▼▼▼
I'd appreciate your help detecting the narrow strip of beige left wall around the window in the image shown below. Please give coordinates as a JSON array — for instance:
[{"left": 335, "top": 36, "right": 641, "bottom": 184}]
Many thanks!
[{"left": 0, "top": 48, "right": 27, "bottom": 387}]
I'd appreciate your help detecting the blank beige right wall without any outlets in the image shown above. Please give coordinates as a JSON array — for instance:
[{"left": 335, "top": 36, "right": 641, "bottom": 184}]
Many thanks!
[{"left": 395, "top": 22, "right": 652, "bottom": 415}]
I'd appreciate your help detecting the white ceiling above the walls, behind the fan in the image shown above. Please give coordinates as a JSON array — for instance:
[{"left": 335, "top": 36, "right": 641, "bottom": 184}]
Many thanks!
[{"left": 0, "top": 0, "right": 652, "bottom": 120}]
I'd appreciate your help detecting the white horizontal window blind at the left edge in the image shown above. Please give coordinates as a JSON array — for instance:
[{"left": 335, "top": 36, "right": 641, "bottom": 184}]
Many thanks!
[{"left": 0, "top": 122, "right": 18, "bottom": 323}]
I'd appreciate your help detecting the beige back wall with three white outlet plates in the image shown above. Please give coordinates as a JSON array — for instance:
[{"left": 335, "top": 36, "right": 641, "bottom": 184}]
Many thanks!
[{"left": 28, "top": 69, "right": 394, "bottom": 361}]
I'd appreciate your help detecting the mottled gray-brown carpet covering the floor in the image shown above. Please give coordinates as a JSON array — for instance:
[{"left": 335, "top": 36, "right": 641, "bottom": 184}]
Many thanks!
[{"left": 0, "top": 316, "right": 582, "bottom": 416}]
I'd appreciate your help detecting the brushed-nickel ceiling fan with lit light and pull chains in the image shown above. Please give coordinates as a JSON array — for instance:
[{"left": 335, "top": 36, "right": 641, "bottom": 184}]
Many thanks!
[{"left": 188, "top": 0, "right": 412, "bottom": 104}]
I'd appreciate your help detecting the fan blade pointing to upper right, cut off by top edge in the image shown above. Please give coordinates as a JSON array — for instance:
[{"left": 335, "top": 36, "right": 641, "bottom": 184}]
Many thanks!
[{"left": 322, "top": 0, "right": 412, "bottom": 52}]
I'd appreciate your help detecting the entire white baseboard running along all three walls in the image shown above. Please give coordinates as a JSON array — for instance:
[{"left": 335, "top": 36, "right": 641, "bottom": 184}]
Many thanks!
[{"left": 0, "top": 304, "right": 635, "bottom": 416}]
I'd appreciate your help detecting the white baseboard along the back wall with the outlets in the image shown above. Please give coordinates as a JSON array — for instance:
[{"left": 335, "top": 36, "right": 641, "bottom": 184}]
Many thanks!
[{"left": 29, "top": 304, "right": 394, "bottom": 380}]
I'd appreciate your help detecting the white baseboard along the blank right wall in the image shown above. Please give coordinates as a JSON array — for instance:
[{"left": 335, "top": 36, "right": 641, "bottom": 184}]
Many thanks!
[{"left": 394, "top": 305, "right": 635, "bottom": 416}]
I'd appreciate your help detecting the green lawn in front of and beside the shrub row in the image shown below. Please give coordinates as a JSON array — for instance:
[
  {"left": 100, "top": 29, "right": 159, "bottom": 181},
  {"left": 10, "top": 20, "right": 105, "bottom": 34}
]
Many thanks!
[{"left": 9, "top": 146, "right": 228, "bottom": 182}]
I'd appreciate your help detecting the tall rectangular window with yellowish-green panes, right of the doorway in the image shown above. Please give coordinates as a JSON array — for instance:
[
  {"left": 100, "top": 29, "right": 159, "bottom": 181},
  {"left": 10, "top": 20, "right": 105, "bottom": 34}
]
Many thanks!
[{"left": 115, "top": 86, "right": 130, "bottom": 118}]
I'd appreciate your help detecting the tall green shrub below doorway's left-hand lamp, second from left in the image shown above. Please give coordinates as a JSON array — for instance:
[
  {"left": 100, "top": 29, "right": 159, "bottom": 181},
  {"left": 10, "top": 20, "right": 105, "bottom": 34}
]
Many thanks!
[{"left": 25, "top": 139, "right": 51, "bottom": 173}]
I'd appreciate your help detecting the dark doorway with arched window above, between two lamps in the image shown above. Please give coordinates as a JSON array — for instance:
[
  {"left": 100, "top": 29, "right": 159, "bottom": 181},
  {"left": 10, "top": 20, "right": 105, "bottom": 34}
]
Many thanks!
▲▲▲
→ **Problem**
Up to and including the line with "I'd appreciate your help detecting the fan", output each line of the entries above exactly, starting from the first.

→ **Result**
I'd appreciate your help detecting the narrow strip of beige left wall around the window in the image shown below. Please give coordinates as a JSON array — for instance:
[{"left": 335, "top": 36, "right": 641, "bottom": 184}]
Many thanks!
[{"left": 0, "top": 48, "right": 27, "bottom": 387}]
I'd appreciate your help detecting the blank beige right wall without any outlets in the image shown above. Please give coordinates as a JSON array — for instance:
[{"left": 335, "top": 36, "right": 641, "bottom": 184}]
Many thanks!
[{"left": 395, "top": 22, "right": 652, "bottom": 415}]
I'd appreciate your help detecting the white ceiling above the walls, behind the fan in the image shown above. Please give coordinates as a JSON array — for instance:
[{"left": 335, "top": 36, "right": 641, "bottom": 184}]
Many thanks!
[{"left": 0, "top": 0, "right": 652, "bottom": 120}]
I'd appreciate your help detecting the white horizontal window blind at the left edge in the image shown above. Please give coordinates as a JSON array — for instance:
[{"left": 335, "top": 36, "right": 641, "bottom": 184}]
Many thanks!
[{"left": 0, "top": 122, "right": 18, "bottom": 323}]
I'd appreciate your help detecting the beige back wall with three white outlet plates in the image shown above. Please give coordinates as a JSON array — for instance:
[{"left": 335, "top": 36, "right": 641, "bottom": 184}]
Many thanks!
[{"left": 28, "top": 69, "right": 394, "bottom": 361}]
I'd appreciate your help detecting the mottled gray-brown carpet covering the floor in the image shown above. Please give coordinates as a JSON array — for instance:
[{"left": 335, "top": 36, "right": 641, "bottom": 184}]
Many thanks!
[{"left": 0, "top": 316, "right": 582, "bottom": 416}]
I'd appreciate your help detecting the brushed-nickel ceiling fan with lit light and pull chains in the image shown above. Please give coordinates as a JSON array — for instance:
[{"left": 335, "top": 36, "right": 641, "bottom": 184}]
Many thanks!
[{"left": 188, "top": 0, "right": 412, "bottom": 104}]
I'd appreciate your help detecting the fan blade pointing to upper right, cut off by top edge in the image shown above. Please give coordinates as a JSON array — for instance:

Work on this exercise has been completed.